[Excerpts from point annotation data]
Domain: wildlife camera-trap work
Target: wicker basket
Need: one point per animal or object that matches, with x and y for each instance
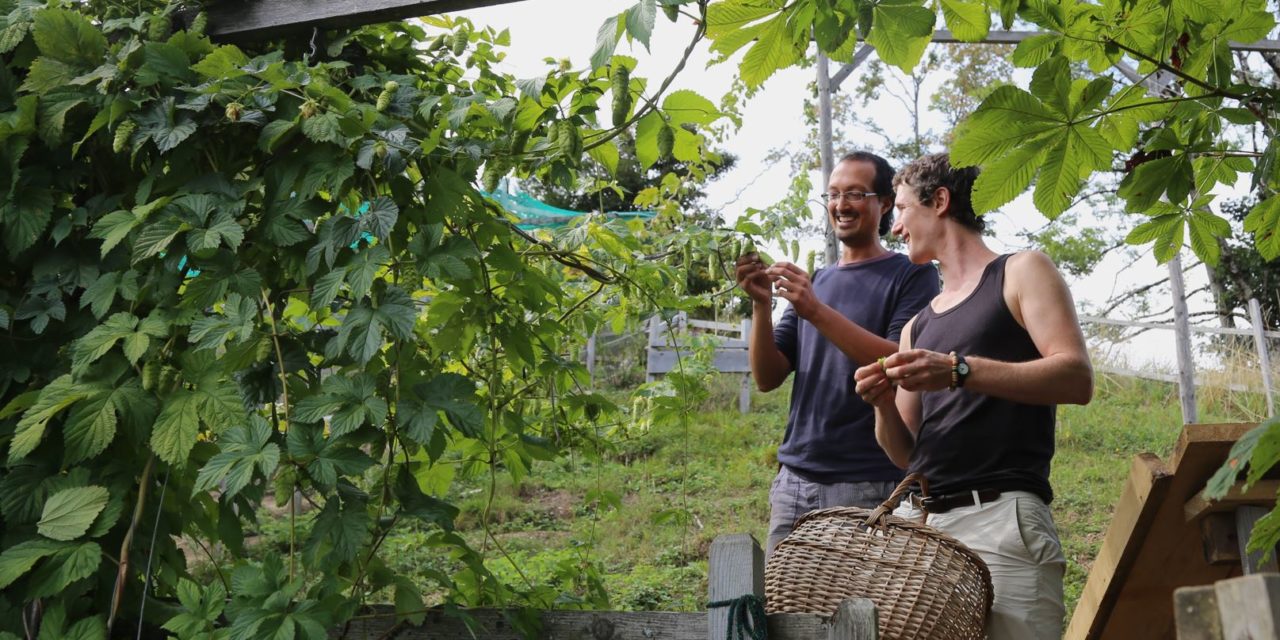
(924, 583)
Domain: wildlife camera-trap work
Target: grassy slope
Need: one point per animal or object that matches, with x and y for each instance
(718, 466)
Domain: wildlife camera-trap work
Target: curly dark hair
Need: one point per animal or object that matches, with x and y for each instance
(928, 173)
(883, 184)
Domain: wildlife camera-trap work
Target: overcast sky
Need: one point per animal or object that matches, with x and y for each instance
(567, 28)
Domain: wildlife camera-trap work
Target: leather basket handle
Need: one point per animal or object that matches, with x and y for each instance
(877, 515)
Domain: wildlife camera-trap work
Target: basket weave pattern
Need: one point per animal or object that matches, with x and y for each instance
(924, 583)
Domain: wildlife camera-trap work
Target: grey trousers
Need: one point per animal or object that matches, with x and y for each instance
(1016, 538)
(791, 497)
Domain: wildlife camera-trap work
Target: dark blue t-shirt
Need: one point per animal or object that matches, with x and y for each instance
(831, 432)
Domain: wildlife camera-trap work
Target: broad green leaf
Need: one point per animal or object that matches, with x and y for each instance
(968, 21)
(222, 63)
(100, 295)
(90, 428)
(1198, 10)
(773, 50)
(113, 228)
(688, 106)
(1051, 83)
(26, 218)
(647, 138)
(53, 117)
(243, 449)
(323, 127)
(325, 458)
(1206, 228)
(155, 238)
(17, 561)
(607, 155)
(900, 32)
(1146, 183)
(607, 40)
(1059, 178)
(69, 512)
(1264, 223)
(176, 428)
(100, 339)
(639, 21)
(1004, 179)
(1237, 460)
(69, 37)
(65, 567)
(165, 126)
(379, 219)
(55, 397)
(343, 525)
(1036, 50)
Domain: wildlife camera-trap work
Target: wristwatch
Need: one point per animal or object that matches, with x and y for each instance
(959, 370)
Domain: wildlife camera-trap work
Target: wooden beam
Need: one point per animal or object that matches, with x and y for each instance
(1262, 494)
(439, 624)
(1217, 535)
(252, 19)
(1143, 492)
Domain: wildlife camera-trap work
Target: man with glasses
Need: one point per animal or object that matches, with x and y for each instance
(842, 318)
(969, 400)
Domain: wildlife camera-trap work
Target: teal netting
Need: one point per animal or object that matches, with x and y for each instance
(535, 214)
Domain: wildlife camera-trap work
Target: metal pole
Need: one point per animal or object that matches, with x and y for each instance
(1183, 333)
(826, 150)
(1264, 355)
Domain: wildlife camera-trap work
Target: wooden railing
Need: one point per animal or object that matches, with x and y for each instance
(735, 568)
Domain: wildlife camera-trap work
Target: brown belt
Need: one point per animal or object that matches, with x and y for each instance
(954, 501)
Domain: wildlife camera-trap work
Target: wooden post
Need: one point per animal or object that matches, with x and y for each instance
(735, 568)
(854, 620)
(1260, 341)
(826, 151)
(654, 334)
(590, 357)
(1196, 613)
(1185, 364)
(1246, 517)
(1249, 607)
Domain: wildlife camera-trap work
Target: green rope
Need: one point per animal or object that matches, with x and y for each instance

Directions: Go back to the records above and write them out exactly, without the pictures.

Task result:
Domain: wildlife camera-trap work
Target: wicker basket
Need: one point per animal or object that matches, with x and y for each instance
(924, 583)
Domain: wildlife camera-trap work
Target: grassy slope
Need: one point per animal or object that matches, with x and y for each instance
(718, 466)
Domain: wildlife camera-trap work
Target: curly dark hair
Need: one point per animal or object that matches, with x and y for each instance
(928, 173)
(883, 184)
Domain: wildlife camera-trap work
Target: overcast sky
Need: one point per animal or object that matches, with x and y for each instance
(567, 28)
Domain: wildlife camera-trap work
Target: leather basket handle
Need: one point per animal or object that matches, with x and y for each instance
(877, 515)
Domain: wildlife camera-trap work
Target: basket weave pattern
Need: one point per animal or object that matches, with x and y for each instance
(924, 583)
Domain: wildlife camera-trap work
Target: grey trousers
Need: one point per animal or object that matches, with x and y for each instance
(1016, 538)
(791, 497)
Domain: wildlife camera-trap work
Target: dark blue t-shirt
Need: one point per animal or object that matches, with x and y for each instance
(831, 432)
Domain: wildlife camera-trap work
Target: broad green leaf
Need: one point per animal or object that matches, with x and y for each instance
(968, 21)
(222, 63)
(100, 295)
(90, 428)
(1198, 10)
(773, 50)
(113, 228)
(688, 106)
(1051, 83)
(26, 218)
(647, 138)
(53, 117)
(243, 449)
(323, 127)
(325, 458)
(1206, 228)
(155, 238)
(17, 561)
(607, 155)
(900, 32)
(1146, 183)
(607, 40)
(1059, 178)
(69, 512)
(1264, 223)
(176, 428)
(100, 339)
(639, 21)
(1004, 179)
(1237, 460)
(69, 37)
(65, 567)
(165, 126)
(379, 219)
(55, 397)
(343, 525)
(1036, 50)
Domain: wildlife camera-trap work
Target: wristwatch
Need: one point per animal or object that matches, with x and y for each instance
(959, 370)
Domain: wildlife camera-trap work
Target: wooden beam
Need: one point per animal or object that matches, with x and y for each instance
(1262, 494)
(439, 624)
(1217, 535)
(252, 19)
(1143, 492)
Domain: wildlife camera-trap work
Target: man with glasses
Need: one point per animal or object that matches, with x and y for each instance
(842, 318)
(969, 400)
Domain: wildlife camera-trap work
Target: teal netting
Need: one point per animal or object that matches, with x and y for each instance
(535, 214)
Domain: wildlife camera-trap work
Target: metal pole
Need: one point per animal or object that matches, with x and y for each instance
(1183, 333)
(826, 150)
(1264, 355)
Domain: wildlife camera-trap work
Target: wooden railing
Need: one point per animal or object that matches, with x and y for each instance
(735, 568)
Domain: wildlife camera-trap work
Target: brown belt
Need: one point per animal or object that matches, with x and y for each instance
(954, 501)
Domain: wildlife camera-trap work
Target: wooden post
Need: one point per animal or object that matches, with x and y for each instance
(735, 568)
(854, 620)
(1260, 341)
(826, 151)
(654, 334)
(590, 357)
(1196, 613)
(1185, 364)
(1246, 517)
(1249, 607)
Domain: wildlife camera-trap work
Target: green rope
Need: one point per animal or object that matches, with x and y for each instance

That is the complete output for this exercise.